======== DATASET ========
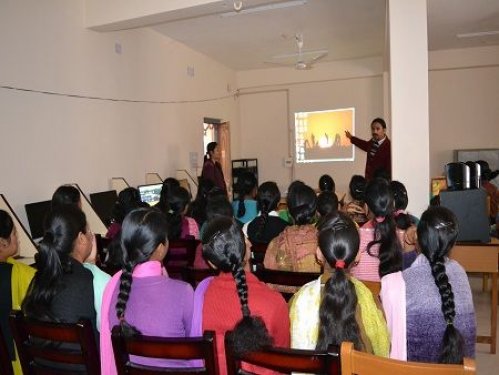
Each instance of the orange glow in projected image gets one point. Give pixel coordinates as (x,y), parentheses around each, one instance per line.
(320,136)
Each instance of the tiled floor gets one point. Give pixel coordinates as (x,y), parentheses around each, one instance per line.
(487,364)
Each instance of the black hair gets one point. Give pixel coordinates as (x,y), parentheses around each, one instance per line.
(379,199)
(326,183)
(402,219)
(302,205)
(218,206)
(66,195)
(246,183)
(62,226)
(169,184)
(357,187)
(225,248)
(267,200)
(177,201)
(210,147)
(6,225)
(327,203)
(338,240)
(143,230)
(128,200)
(380,121)
(437,233)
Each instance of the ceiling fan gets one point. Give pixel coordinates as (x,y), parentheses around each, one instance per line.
(300,60)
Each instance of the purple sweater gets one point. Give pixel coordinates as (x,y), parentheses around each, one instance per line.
(158,306)
(425,320)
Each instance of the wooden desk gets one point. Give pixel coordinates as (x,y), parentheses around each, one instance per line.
(482,258)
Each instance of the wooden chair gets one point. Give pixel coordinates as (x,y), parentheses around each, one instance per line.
(5,361)
(285,360)
(359,363)
(195,275)
(285,278)
(181,254)
(37,357)
(184,348)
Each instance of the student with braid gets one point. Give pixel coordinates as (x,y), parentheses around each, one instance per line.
(245,205)
(267,225)
(441,324)
(380,252)
(142,298)
(236,300)
(337,307)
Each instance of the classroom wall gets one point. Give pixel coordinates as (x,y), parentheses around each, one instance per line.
(464,97)
(48,140)
(270,97)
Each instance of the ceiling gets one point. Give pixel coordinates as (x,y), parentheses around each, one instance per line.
(348,29)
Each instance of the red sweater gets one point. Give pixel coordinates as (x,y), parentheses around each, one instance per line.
(381,159)
(222,310)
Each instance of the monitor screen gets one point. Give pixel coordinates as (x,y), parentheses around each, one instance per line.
(150,193)
(103,203)
(36,213)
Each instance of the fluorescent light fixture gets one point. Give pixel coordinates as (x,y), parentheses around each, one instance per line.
========
• [EXERCISE REQUIREMENTS]:
Can you format every line of the entries above as a Markdown table with the columns "Row" and "Line," numbering the rows and skipping blank lines? Leave the pictures out.

• [EXERCISE RESPONSE]:
| Row | Line |
|---|---|
| 1 | Each instance of the orange glow in projected image gets one point. Give pixel coordinates as (x,y), parentheses around each, one instance per line. |
| 2 | (320,136) |
| 3 | Each instance of the tiled floor gets one point. Give pixel coordinates as (x,y), parentheses around each, one instance per line. |
| 4 | (487,364) |
| 5 | Each instance of the black hair gets one point. Give pixel coordinates as (x,y), parentheses around each, one instance per line. |
| 6 | (379,199) |
| 7 | (326,183) |
| 8 | (402,219) |
| 9 | (302,205) |
| 10 | (218,206) |
| 11 | (66,195) |
| 12 | (246,183) |
| 13 | (62,226) |
| 14 | (169,184) |
| 15 | (357,187) |
| 16 | (225,248) |
| 17 | (267,200) |
| 18 | (177,201) |
| 19 | (210,147) |
| 20 | (6,225) |
| 21 | (327,203) |
| 22 | (338,240) |
| 23 | (143,230) |
| 24 | (128,200) |
| 25 | (380,121) |
| 26 | (437,233) |
| 27 | Each instance of the ceiling fan gets one point. Give pixel coordinates as (x,y), parentheses around each, one instance per line. |
| 28 | (300,60) |
| 29 | Each instance of the purple sweater gets one point. Give pixel coordinates as (x,y), parentheses around each, one instance per line. |
| 30 | (158,306) |
| 31 | (425,320) |
| 32 | Each instance of the wooden desk gets one point. Give pixel coordinates as (x,y), parentheses around each, one instance per line. |
| 33 | (482,258) |
| 34 | Each instance of the wooden chair gets one point. Give pixel coordinates as (x,y), parentheses around each, one instance per line. |
| 35 | (5,361) |
| 36 | (285,360) |
| 37 | (359,363) |
| 38 | (195,275) |
| 39 | (285,278) |
| 40 | (181,254) |
| 41 | (37,357) |
| 42 | (184,348) |
| 43 | Each instance of the student with braid gets one point. Give pixel coordinates as (x,y), parentheses around each, one instance per line. |
| 44 | (245,205) |
| 45 | (267,225) |
| 46 | (441,324) |
| 47 | (380,252) |
| 48 | (142,298) |
| 49 | (236,300) |
| 50 | (337,307) |
| 51 | Each instance of the classroom wall gets one point. Give pixel coordinates as (x,y), parentheses around each, one instance per line. |
| 52 | (464,97) |
| 53 | (48,140) |
| 54 | (270,97) |
| 55 | Each instance of the ceiling gets one point. Give pixel coordinates as (x,y), parentheses around each, one instance per line. |
| 56 | (348,29) |
| 57 | Each instance of the red sweater gets one point. Give pixel coordinates as (x,y), parentheses around each, one instance per line. |
| 58 | (381,159) |
| 59 | (222,310) |
| 60 | Each instance of the monitor screen gets one point. Give pixel coordinates as (x,y), parentheses around each, one instance per line. |
| 61 | (150,193) |
| 62 | (103,203) |
| 63 | (36,213) |
| 64 | Each instance of the fluorescent light fixture gets one point. Give pixel coordinates as (x,y), parentheses around each, one instance per line. |